-- About this task --
Summarize the text below on drug drop-off sites in two sentences.

-- Text --
※

Prescription painkillers and other drugs kept in the medicine cabinet long after they’ve fulfilled their purpose are an attractive hazard for teens or young people hoping for a quick high, law enforcement officials have said repeatedly.

Throwing the drugs in the trash isn’t a good idea, either. Flushing them down the toilet can contaminate groundwater, environmentalists say.

People seem to be listening. Dakota County Sheriff Dave Bellows said 3,000 pounds of unwanted medications have been collected so far at the county’s 11 drug drop-off sites, with some of the larger cities averaging 50 pounds a week.

The sites — 10 in the lobbies of police departments and a drive-up site outside the Sheriff’s Office in Hastings — offer an easy way to get rid of old and unwanted meds in a responsible way.

The first three sites opened almost two years ago; the latest, in Inver Grove Heights, opened about two weeks ago. Each police department empties its box when it’s full, and the Sheriff’s Office collects the meds and takes them to a disposal site where they are incinerated, Bellows said.

“The public has embraced this,” he said. “Next to marijuana, prescription medications are becoming the most abused by adolescents. … As I’ve told groups, you may be your child’s biggest pusher and you don’t even know it.”

The trouble escalates when teens or young adults have filched all they can from the medicine cabinet and turn to buying illicit prescription meds on the street. That becomes too expensive, and heroin becomes a cheaper alternative with a similar high. And heroin use is becoming epidemic in Minnesota, authorities have said. Treatment centers report that 20 percent of admissions are for opiate use.

Drop-off sites also are available in Hennepin, Ramsey, Washington, Rice and several other counties. In Dakota County, more information is available at drugdropoff.html. Elsewhere, go to the county sheriff’s website or call your local police.

※

Stored records:
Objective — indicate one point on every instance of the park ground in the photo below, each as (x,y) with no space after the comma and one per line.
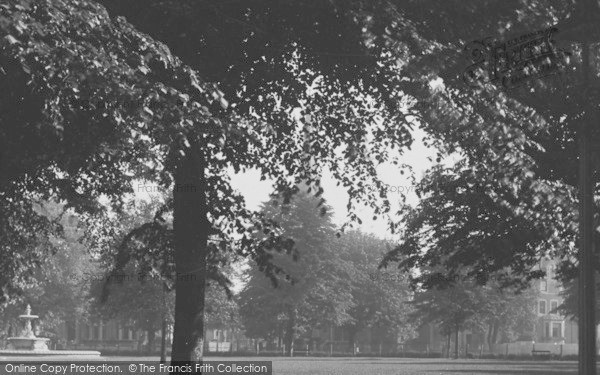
(415,366)
(389,366)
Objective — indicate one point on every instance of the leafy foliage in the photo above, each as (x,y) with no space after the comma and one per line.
(313,292)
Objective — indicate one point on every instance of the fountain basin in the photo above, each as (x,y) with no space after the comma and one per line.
(28,343)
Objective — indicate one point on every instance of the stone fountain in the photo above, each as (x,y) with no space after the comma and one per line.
(27,339)
(28,344)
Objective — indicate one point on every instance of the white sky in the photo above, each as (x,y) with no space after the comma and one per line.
(420,158)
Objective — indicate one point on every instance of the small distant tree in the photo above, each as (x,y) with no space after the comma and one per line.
(314,290)
(380,298)
(499,314)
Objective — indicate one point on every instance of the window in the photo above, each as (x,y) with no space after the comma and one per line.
(556,329)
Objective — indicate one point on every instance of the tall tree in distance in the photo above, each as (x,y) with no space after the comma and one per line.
(314,289)
(381,299)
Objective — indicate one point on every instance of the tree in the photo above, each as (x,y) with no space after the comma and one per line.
(520,142)
(152,124)
(481,229)
(59,291)
(313,291)
(380,299)
(497,312)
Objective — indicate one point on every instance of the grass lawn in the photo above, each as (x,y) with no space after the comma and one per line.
(408,366)
(385,366)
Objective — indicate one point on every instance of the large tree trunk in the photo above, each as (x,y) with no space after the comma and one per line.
(456,343)
(191,229)
(290,333)
(489,337)
(163,341)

※

-- Finished task --
Dakota County has collected 3,000 pounds of unwanted medications at its 11 drop-off sites, which give people a responsible way to get rid of old drugs that could tempt teens looking for a high or contaminate groundwater if flushed. The Sheriff's Office takes the collected drugs to be incinerated, and the sheriff warns that prescription medications are becoming among the most abused by adolescents, a problem that can escalate to heroin use.